### Выбранный отрывок
◆ ◆ ◆ ◆ ◆

Вода Иорданская, другая вода, как мы понимаем, а такой-то воды, чтобы покропить, ее везде много; реки везде текут. Вышел мой Гриша, разволновался и говорит:

-- Вы, батюшка, недостойным меня считаете, а вот Евангелие, -- и он развернул книгу, -- покажите-ка мне, где говорится о тех путях, которыми вы гоните народ в царство Божие? Мы знаем другие пути и видим, что служите вы не ради Иисуса, а ради хлеба куска. Вот вы водой не хотите брызгать. Так вот вам вода -- и он зачерпнул кружкой воду из кадушки, -- хотите вы, хотите я, давайте хоть все стены обольем, что из этого выйдет? Какая святость? Какое утешение? Нет, это все ни к чему, -- что причастие, что иконы, что водосвятие, все это ни к чему. Это все только тень будущего века, к которой вы приманиваете людей, а на самом деле от этого вещественного пользы никому нет никакой, кроме личной для вас выгоды.

◆ ◆ ◆ ◆ ◆

### Собранные материалы
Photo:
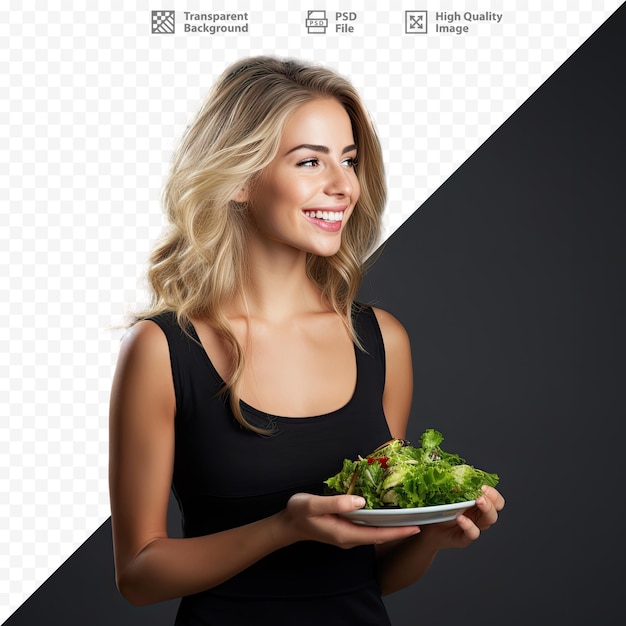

◆ ◆ ◆ ◆ ◆

### Что сделать
A – Определите, согласуются ли с отрывком о споре Гриши с батюшкой утверждения (i) Гриша зачерпнул кружкой воду из кадушки; (ii) Гриша говорит, что батюшка служит ради Иисуса; (iii) рассказчик отмечает, что реки текут лишь в немногих местах. На каждое ответьте «да» или «нет» и приведите решающие слова отрывка в точности.
B – Перепишите из отрывка о споре Гриши с батюшкой фрагмент от слов «-- Вы, батюшка, недостойным» до слов «для вас выгоды.» включительно.
C – Допишите продолжение отрывка о споре Гриши с батюшкой, начиная сразу после его последнего предложения.

### Ответы к заданиям
A –
(i) Да: «он зачерпнул кружкой воду из кадушки».
(ii) Нет: «служите вы не ради Иисуса, а ради хлеба куска».
(iii) Нет: «реки везде текут».

B –
-- Вы, батюшка, недостойным меня считаете, а вот Евангелие, -- и он развернул книгу, -- покажите-ка мне, где говорится о тех путях, которыми вы гоните народ в царство Божие? Мы знаем другие пути и видим, что служите вы не ради Иисуса, а ради хлеба куска. Вот вы водой не хотите брызгать. Так вот вам вода -- и он зачерпнул кружкой воду из кадушки, -- хотите вы, хотите я, давайте хоть все стены обольем, что из этого выйдет? Какая святость? Какое утешение? Нет, это все ни к чему, -- что причастие, что иконы, что водосвятие, все это ни к чему. Это все только тень будущего века, к которой вы приманиваете людей, а на самом деле от этого вещественного пользы никому нет никакой, кроме личной для вас выгоды.

C –
-- Ты басурман.... -- закричал не своим голосом батюшка.

-- Помилуйте, -- отвечаю, -- какой же я басурман, ты сам говорю басурман. Посмотрите на себя. Вот со святынею ходите, а табачищем от вас так и несет. Трубошник вы. Причастие людям даете, а это что, -- и я указал ему на руки, -- все пальцы пожелтели от курева, и усы, и бороду прокурили так, что прямо воняет табаком. Сколько я от вас терплю! Сколько вы меня везде поносите! Ругаете хлыстом, -- докажите же почему, я хлыст, я требую этого от вас, или не смейте меня так называть. Лжецы станичные брешут и говорят всякую гадость, а ты ведь, батюшка, до престола допущен и перебираешь все тайное, а сам лжешь на нас и пальцы все прокурил. Пока не покаешься, тебе нельзя совершать таинства.

Диакон Павло молчит, насупился. Батюшка стал кричать на меня.

-- Понятых, говорит, давайте. Оскорбили меня... Я при службе... В облачении... Со святым крестом... Вот будьте свидетелями что он, еретик, говорил здесь...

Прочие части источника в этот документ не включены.